◆ **Task statement**
Each line holding the word "trousers" must appear in the answer, copied from the entries.
---------------
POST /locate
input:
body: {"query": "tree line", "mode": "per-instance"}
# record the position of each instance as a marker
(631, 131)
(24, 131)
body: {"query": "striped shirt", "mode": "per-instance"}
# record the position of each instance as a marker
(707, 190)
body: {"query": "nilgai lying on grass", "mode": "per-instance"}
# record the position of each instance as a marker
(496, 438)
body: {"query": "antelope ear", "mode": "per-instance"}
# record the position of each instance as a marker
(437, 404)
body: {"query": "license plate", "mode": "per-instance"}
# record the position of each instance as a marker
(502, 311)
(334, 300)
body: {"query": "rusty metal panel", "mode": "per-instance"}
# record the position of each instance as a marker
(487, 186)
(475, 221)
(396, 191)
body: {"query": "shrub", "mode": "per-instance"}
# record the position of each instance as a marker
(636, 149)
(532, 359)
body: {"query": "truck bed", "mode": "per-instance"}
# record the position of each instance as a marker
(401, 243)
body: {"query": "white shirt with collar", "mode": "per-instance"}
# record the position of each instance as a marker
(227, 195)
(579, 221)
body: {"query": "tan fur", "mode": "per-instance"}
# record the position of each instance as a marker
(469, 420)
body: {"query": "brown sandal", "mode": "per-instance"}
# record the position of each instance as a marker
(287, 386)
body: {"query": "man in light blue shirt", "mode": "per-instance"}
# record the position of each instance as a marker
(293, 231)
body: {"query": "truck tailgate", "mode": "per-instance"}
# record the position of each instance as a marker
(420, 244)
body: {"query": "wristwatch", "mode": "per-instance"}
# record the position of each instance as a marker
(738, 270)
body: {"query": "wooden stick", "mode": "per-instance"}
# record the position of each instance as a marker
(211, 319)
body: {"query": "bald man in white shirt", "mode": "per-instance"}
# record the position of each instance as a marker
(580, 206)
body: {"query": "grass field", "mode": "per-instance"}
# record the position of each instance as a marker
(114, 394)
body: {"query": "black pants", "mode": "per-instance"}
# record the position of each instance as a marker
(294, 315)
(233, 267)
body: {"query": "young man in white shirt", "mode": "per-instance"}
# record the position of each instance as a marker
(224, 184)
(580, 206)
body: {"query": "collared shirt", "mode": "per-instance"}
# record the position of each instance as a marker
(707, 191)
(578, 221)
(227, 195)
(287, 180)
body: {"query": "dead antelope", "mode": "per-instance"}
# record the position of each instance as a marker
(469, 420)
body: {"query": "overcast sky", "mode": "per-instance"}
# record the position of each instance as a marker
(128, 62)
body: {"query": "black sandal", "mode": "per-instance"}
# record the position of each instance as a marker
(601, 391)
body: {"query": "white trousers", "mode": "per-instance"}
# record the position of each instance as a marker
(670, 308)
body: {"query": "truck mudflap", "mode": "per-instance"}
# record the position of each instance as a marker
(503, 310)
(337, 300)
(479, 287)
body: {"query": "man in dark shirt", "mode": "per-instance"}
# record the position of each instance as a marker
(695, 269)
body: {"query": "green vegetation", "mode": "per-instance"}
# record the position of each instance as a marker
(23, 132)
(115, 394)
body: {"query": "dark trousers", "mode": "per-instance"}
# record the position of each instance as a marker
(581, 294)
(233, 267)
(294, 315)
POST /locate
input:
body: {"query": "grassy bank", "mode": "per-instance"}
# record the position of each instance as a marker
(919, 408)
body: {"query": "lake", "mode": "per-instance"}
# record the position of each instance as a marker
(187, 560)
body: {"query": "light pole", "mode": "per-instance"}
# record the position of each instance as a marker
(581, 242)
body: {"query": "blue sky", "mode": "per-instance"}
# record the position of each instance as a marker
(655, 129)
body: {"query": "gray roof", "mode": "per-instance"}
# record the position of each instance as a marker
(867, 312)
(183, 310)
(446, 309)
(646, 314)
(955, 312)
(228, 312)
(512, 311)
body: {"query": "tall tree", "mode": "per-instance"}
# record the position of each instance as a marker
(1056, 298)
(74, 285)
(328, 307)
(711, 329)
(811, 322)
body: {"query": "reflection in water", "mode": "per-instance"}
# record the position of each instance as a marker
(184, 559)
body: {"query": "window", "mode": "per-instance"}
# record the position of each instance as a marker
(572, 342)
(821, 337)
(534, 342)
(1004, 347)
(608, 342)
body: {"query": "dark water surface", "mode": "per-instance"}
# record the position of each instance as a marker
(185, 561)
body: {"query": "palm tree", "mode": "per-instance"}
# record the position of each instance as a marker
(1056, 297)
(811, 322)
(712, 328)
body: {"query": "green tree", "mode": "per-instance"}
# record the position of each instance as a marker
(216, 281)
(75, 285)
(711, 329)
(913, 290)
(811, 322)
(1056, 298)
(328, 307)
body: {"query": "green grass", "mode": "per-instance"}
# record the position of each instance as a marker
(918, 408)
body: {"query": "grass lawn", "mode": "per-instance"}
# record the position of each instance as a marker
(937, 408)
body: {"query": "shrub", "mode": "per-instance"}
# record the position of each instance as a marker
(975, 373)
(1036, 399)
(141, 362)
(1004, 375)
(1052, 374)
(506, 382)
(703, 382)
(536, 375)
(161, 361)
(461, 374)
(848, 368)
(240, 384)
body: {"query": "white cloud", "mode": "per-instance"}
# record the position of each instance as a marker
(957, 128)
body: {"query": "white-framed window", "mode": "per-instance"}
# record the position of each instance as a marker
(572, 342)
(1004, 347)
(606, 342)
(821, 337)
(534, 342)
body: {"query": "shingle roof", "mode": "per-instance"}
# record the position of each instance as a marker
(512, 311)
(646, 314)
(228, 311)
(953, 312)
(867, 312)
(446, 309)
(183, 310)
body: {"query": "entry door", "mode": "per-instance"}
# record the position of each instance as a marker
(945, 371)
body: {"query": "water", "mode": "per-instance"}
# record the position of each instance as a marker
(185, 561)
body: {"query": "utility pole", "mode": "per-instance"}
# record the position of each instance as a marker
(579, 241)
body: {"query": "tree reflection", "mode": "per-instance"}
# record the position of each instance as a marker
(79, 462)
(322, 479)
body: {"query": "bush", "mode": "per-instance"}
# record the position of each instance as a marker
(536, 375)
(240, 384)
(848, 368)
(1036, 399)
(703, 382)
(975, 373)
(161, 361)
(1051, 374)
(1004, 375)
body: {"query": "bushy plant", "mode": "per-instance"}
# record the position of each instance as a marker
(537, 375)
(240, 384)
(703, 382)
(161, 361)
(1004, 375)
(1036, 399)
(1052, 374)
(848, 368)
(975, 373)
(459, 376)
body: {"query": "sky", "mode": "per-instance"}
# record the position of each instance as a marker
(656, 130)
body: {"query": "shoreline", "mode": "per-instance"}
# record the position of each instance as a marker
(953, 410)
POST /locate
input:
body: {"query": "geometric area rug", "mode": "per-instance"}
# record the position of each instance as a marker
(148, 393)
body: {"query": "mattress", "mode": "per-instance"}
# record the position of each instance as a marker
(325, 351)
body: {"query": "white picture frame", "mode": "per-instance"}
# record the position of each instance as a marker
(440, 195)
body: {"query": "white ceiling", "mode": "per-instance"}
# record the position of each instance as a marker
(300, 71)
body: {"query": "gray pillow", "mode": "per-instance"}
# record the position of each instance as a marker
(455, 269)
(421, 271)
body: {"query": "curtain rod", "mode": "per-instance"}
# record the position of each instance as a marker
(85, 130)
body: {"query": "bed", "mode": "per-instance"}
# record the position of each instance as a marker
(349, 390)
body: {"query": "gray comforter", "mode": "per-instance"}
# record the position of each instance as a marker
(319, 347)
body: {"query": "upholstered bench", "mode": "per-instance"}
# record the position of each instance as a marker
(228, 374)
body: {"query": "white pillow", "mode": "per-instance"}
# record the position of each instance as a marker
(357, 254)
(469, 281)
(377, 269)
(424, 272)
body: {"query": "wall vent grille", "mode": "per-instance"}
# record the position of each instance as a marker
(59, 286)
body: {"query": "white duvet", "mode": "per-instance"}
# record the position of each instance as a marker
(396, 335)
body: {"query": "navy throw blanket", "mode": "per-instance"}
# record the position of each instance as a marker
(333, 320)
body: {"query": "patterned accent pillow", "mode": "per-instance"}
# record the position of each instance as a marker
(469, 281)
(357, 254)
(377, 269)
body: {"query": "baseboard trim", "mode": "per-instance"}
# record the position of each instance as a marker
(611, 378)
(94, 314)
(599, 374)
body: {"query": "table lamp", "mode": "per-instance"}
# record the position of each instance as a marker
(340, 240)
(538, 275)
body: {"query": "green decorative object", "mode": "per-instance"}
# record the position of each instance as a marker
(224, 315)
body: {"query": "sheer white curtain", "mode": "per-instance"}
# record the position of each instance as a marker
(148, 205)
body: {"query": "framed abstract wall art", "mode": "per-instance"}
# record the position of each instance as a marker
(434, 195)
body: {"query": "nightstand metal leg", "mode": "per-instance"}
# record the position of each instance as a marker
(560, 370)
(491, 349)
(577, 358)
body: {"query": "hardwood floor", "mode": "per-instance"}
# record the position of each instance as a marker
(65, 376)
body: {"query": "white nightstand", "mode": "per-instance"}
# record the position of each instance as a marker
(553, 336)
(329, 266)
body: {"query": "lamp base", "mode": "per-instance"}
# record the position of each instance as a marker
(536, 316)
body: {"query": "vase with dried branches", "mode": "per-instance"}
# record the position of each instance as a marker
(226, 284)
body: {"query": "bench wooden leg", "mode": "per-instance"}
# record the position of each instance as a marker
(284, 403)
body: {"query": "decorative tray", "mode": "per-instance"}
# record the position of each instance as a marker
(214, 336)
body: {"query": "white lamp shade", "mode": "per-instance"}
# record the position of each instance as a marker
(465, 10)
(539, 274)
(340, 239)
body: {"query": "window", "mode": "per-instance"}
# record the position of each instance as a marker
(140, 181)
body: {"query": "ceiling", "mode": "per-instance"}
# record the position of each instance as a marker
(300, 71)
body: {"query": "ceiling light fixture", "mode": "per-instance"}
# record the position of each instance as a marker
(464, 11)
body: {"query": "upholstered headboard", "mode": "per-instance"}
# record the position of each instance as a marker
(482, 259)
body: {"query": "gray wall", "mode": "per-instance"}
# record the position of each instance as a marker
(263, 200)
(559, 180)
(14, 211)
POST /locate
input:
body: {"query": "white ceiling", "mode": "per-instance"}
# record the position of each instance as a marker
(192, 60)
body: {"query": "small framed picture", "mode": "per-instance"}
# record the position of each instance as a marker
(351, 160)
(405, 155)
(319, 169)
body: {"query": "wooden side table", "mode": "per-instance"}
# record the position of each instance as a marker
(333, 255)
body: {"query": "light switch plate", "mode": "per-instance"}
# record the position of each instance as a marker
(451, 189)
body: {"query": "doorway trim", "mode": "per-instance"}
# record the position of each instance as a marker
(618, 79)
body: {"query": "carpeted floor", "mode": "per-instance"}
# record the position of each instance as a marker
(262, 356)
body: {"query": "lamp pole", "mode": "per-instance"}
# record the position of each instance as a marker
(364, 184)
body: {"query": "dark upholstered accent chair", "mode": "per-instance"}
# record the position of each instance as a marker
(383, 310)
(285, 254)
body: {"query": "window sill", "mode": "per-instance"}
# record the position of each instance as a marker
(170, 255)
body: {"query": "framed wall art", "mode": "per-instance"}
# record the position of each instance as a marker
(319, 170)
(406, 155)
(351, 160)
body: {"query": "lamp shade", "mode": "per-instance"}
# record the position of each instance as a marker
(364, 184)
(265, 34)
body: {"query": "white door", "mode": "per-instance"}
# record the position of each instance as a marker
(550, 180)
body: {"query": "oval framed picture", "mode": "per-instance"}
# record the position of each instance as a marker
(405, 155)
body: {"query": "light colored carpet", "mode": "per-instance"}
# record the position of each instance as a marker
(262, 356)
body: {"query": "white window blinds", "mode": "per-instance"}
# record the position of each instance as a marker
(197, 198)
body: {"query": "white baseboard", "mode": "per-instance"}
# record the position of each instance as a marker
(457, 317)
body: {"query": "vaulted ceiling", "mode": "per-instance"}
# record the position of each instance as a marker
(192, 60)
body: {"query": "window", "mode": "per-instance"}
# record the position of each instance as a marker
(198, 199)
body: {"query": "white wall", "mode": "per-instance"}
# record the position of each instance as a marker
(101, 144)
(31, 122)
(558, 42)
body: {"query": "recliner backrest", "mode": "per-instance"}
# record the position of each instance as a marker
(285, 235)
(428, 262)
---------------
◆ **Answer box**
body: {"query": "white trousers", "mode": "per-instance"}
body: {"query": "dark trousers", "mode": "per-instance"}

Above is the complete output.